== Texte présenté ==
##############################

Répression syndicale et réquisitions du Parquet

Le tribunal correctionnel n’y est pas allé de main morte : deux ans de prison, dont neuf mois fermes, pour huit syndicalistes CGT de Goodyear qui avaient séquestré le directeur des ressources humaines et le directeur de la production à l’occasion d’un conflit social. La peine est légèrement inférieure aux réquisitions du Parquet, mais elle reste sévère : la prison ferme reste une sanction exceptionnelle dans les conflits sociaux.

La décision du siège soulève d’ailleurs quelques questions, puisque l’entreprise avait retiré sa plainte. Dans le cadre du règlement pacifique du conflit, plusieurs années après, les passions éteintes, chacun imaginait un jugement plus clément. Dans la foulée de l’affaire Air France, le tribunal a-t-il voulu faire un exemple ?

La position du Parquet ne manque pas d’étonner. On imagine mal que le procureur ait pu requérir des peines aussi lourdes (2 ans de prison, dont un ferme) sans avoir reçu l’aval du ministère de la Justice. Une fois de plus, c’est l’ambiguïté de Christiane Taubira et de son engagement à gauche qui sont au cœur des interrogations.

##############################

== Consigne ==
D'après le texte consacré à l'affaire Goodyear, répondez brièvement :
(a) Combien de syndicalistes CGT ont été condamnés ?
(b) Qu'avait fait l'entreprise de sa plainte ?
(c) Quelles peines le procureur avait-il requises ?
Appuyez-vous uniquement sur le texte consacré à l'affaire Goodyear.

##############################

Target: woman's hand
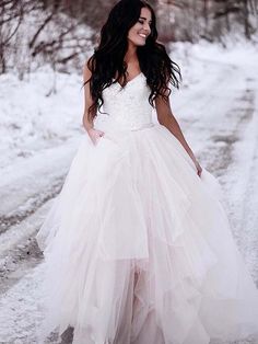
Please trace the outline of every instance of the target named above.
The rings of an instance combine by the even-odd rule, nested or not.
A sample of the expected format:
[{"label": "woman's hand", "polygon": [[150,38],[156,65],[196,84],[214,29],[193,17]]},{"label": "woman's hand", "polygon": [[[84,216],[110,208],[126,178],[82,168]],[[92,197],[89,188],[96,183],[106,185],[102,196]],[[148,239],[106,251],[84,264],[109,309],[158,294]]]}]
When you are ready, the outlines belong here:
[{"label": "woman's hand", "polygon": [[90,136],[93,145],[96,145],[98,139],[105,135],[104,131],[97,130],[94,128],[89,128],[86,131],[87,131],[87,135]]}]

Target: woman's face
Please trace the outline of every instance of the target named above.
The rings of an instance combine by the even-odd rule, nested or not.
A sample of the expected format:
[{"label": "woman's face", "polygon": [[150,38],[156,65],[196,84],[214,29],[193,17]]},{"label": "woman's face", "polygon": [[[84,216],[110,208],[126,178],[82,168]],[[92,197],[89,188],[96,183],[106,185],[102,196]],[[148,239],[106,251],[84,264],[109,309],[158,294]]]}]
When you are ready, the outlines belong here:
[{"label": "woman's face", "polygon": [[144,45],[146,37],[151,34],[151,11],[148,8],[142,8],[138,22],[128,32],[128,41],[136,46]]}]

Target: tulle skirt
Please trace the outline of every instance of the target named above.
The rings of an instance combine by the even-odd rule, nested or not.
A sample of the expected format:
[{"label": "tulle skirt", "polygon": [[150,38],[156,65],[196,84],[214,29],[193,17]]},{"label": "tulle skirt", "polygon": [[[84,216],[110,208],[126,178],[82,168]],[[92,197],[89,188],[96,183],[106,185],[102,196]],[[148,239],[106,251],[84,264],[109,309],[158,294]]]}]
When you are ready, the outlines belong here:
[{"label": "tulle skirt", "polygon": [[220,185],[201,179],[162,125],[99,124],[82,137],[37,241],[42,339],[73,344],[208,344],[258,333],[258,291],[234,242]]}]

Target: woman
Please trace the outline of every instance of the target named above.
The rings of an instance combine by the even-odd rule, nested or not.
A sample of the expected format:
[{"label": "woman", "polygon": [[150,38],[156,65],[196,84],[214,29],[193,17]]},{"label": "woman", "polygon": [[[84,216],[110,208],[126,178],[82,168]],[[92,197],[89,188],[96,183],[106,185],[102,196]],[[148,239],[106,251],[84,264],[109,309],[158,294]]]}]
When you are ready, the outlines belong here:
[{"label": "woman", "polygon": [[[45,332],[77,344],[208,344],[258,331],[258,293],[172,114],[179,68],[155,14],[121,0],[84,68],[87,135],[37,234]],[[152,121],[156,110],[159,123]]]}]

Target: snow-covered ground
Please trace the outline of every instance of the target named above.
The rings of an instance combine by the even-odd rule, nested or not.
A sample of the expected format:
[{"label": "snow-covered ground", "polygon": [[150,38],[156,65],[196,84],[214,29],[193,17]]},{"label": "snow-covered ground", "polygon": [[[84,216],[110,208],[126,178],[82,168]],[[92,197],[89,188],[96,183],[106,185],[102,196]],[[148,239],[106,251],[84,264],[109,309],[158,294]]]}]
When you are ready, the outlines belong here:
[{"label": "snow-covered ground", "polygon": [[[258,285],[257,49],[244,42],[226,50],[207,43],[176,44],[172,58],[184,82],[171,102],[201,164],[223,186],[234,237]],[[54,76],[48,69],[24,81],[0,78],[2,344],[37,343],[44,272],[34,237],[86,135],[81,84],[80,76]]]}]

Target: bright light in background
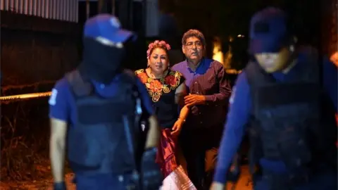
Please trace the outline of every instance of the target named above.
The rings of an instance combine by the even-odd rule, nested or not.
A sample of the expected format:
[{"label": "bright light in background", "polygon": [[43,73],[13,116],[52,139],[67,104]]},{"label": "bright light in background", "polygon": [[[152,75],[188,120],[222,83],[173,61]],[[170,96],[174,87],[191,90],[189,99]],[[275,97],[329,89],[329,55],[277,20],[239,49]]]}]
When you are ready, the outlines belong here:
[{"label": "bright light in background", "polygon": [[223,63],[224,55],[222,52],[222,44],[220,39],[218,37],[215,37],[213,44],[213,59]]},{"label": "bright light in background", "polygon": [[49,96],[51,96],[51,91],[46,91],[46,92],[18,94],[18,95],[8,96],[0,96],[0,101],[36,99],[36,98]]}]

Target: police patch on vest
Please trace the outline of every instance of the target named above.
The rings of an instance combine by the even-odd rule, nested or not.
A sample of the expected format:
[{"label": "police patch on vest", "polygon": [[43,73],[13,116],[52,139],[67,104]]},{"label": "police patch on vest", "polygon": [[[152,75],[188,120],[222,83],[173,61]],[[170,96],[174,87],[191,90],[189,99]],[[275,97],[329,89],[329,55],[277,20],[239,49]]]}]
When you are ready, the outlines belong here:
[{"label": "police patch on vest", "polygon": [[48,101],[48,103],[51,106],[55,106],[56,104],[56,96],[58,96],[58,90],[56,89],[53,89],[51,90],[51,95]]}]

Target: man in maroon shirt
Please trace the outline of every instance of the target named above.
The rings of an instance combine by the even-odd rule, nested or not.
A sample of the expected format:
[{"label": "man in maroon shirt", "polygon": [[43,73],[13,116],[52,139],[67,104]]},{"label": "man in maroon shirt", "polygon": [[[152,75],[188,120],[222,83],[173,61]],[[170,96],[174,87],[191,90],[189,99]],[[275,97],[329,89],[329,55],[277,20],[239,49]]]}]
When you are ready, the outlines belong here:
[{"label": "man in maroon shirt", "polygon": [[189,92],[184,103],[191,113],[182,127],[181,146],[189,178],[199,190],[208,189],[206,152],[219,146],[231,87],[222,63],[204,57],[206,40],[201,32],[185,32],[182,45],[187,59],[172,68],[183,74]]}]

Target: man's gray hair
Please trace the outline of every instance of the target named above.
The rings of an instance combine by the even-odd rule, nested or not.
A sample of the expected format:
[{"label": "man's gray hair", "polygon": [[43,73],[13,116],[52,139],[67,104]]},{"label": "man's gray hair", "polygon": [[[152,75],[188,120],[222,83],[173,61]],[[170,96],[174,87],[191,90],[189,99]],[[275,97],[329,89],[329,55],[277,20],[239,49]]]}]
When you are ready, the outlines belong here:
[{"label": "man's gray hair", "polygon": [[187,31],[182,37],[182,44],[185,45],[187,43],[187,39],[194,37],[198,38],[204,46],[206,46],[206,39],[204,38],[204,35],[198,30],[190,29],[189,30]]}]

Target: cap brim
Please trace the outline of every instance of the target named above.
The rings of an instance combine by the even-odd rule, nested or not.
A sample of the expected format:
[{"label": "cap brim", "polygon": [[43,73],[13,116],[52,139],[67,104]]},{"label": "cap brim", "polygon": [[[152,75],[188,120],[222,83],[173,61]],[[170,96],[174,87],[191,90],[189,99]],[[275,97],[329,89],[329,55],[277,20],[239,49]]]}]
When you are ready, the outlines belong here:
[{"label": "cap brim", "polygon": [[277,53],[284,46],[285,42],[275,37],[253,39],[250,41],[251,53]]},{"label": "cap brim", "polygon": [[112,35],[110,37],[109,40],[115,43],[123,43],[129,39],[130,38],[132,37],[133,36],[134,36],[133,32],[120,29],[117,32],[112,33]]}]

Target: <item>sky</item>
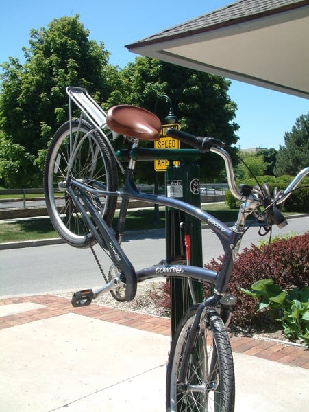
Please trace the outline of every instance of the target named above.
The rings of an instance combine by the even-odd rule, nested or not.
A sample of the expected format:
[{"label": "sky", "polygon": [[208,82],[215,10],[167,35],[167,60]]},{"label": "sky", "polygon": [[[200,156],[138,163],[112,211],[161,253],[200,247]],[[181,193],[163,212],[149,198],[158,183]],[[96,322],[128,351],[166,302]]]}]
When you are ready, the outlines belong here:
[{"label": "sky", "polygon": [[[124,67],[138,55],[125,45],[234,3],[233,0],[1,0],[0,63],[8,57],[23,62],[32,29],[47,27],[53,19],[79,14],[89,38],[103,41],[109,62]],[[74,84],[71,84],[73,86]],[[240,149],[279,149],[284,133],[309,111],[309,100],[232,81],[228,94],[238,106],[236,119]],[[174,107],[176,102],[173,102]],[[177,113],[175,113],[177,115]],[[193,115],[194,115],[194,114]]]}]

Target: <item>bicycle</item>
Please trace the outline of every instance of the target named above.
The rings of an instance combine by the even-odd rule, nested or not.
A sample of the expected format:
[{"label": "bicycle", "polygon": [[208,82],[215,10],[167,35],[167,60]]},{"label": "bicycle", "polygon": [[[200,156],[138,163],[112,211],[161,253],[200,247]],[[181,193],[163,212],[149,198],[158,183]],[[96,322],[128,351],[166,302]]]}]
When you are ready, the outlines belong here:
[{"label": "bicycle", "polygon": [[[66,92],[69,120],[56,131],[45,161],[47,210],[55,230],[68,244],[92,249],[97,242],[112,261],[108,277],[100,268],[106,284],[97,290],[76,292],[73,305],[88,305],[99,294],[110,291],[117,300],[130,301],[134,298],[138,282],[149,279],[176,277],[188,279],[189,286],[193,280],[210,284],[213,293],[201,303],[195,302],[194,291],[190,288],[195,304],[183,316],[173,336],[167,363],[166,411],[232,412],[234,372],[226,327],[235,298],[227,295],[226,290],[245,220],[254,214],[267,231],[273,224],[285,225],[280,207],[309,173],[309,168],[303,169],[284,190],[275,192],[273,197],[266,185],[243,185],[238,190],[232,160],[223,142],[169,129],[169,136],[223,159],[230,189],[237,199],[243,201],[237,220],[230,228],[207,211],[182,200],[138,191],[134,180],[136,157],[149,158],[147,152],[138,149],[138,139],[159,138],[161,123],[155,115],[128,105],[114,106],[106,113],[86,90],[68,87]],[[73,117],[73,102],[79,109],[78,118]],[[125,170],[110,141],[119,135],[129,136],[133,144],[131,150],[121,152],[123,159],[129,162]],[[118,188],[117,165],[125,174],[122,190]],[[119,197],[119,218],[114,230],[111,224]],[[220,270],[215,272],[186,262],[162,261],[136,271],[121,247],[129,199],[173,207],[208,223],[224,251]]]}]

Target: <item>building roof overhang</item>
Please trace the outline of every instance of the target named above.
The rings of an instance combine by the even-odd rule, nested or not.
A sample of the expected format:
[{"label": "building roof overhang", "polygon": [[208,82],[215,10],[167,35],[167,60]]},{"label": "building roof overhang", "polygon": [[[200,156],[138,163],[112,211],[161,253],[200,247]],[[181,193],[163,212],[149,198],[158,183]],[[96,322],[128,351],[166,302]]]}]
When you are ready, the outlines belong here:
[{"label": "building roof overhang", "polygon": [[240,0],[126,47],[309,98],[308,0]]}]

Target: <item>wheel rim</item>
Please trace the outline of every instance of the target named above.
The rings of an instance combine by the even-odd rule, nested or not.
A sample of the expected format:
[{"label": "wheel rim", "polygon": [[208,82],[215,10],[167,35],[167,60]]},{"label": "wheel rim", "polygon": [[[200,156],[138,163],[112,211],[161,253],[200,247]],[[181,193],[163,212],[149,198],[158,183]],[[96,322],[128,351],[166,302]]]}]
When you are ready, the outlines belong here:
[{"label": "wheel rim", "polygon": [[[80,214],[67,195],[70,178],[87,183],[90,187],[97,188],[97,181],[102,187],[108,187],[104,156],[92,133],[82,126],[72,127],[73,139],[68,130],[64,131],[57,140],[51,156],[52,167],[48,176],[50,214],[53,215],[60,234],[77,243],[84,242],[92,235],[85,228]],[[103,197],[93,200],[101,216],[106,209],[105,201]]]}]

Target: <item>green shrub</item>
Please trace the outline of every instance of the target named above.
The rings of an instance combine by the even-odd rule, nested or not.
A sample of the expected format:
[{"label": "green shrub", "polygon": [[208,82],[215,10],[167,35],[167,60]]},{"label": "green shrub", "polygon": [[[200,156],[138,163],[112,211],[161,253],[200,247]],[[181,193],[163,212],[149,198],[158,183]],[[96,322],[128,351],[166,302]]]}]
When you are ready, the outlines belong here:
[{"label": "green shrub", "polygon": [[258,301],[257,311],[267,310],[287,338],[309,345],[309,286],[283,290],[273,279],[264,279],[241,290]]},{"label": "green shrub", "polygon": [[[206,267],[219,271],[222,257],[213,259]],[[232,272],[228,291],[237,297],[231,325],[267,328],[273,320],[265,312],[256,313],[255,301],[241,292],[261,279],[272,279],[280,288],[288,290],[308,286],[309,279],[309,233],[288,239],[282,238],[269,247],[251,245],[238,255]],[[205,286],[209,294],[209,286]]]},{"label": "green shrub", "polygon": [[[275,187],[280,190],[285,189],[291,182],[294,176],[284,175],[279,177],[273,176],[262,176],[257,178],[260,184],[265,183],[269,187],[271,194],[273,193]],[[255,179],[251,179],[246,184],[255,186]],[[296,189],[288,198],[284,203],[284,210],[286,211],[299,211],[308,213],[309,211],[309,179],[304,179],[298,189]]]},{"label": "green shrub", "polygon": [[[213,259],[205,267],[218,271],[222,258]],[[266,311],[256,312],[255,300],[242,292],[242,289],[249,289],[256,282],[269,279],[286,291],[295,288],[301,290],[308,286],[309,233],[293,237],[285,236],[277,238],[269,246],[263,242],[258,247],[251,245],[243,249],[235,262],[228,286],[228,292],[237,297],[230,323],[232,328],[269,329],[274,325],[277,315],[272,316],[271,312]],[[204,293],[206,296],[211,293],[209,284],[205,284]],[[168,312],[171,305],[169,282],[162,283],[160,288],[152,293],[152,299]],[[291,306],[291,312],[287,310],[284,317],[292,316],[293,310]],[[284,331],[285,323],[288,321],[288,319],[284,319],[281,322]],[[292,330],[291,327],[288,328]],[[291,334],[291,337],[294,336]]]}]

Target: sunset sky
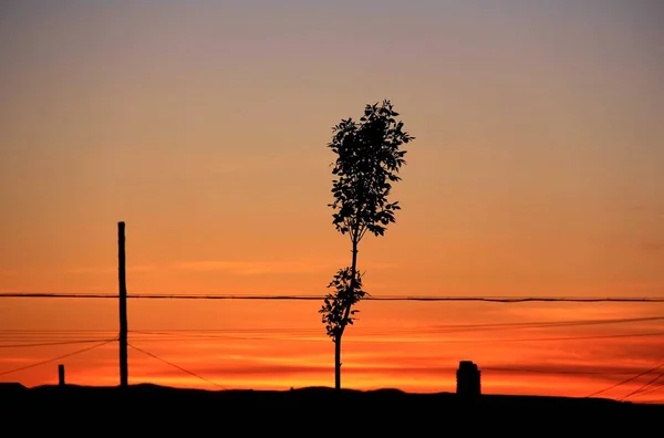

##############################

== Corrigé ==
(a) Huit syndicalistes.
(b) Elle l'avait retirée.
(c) Deux ans de prison, dont un ferme.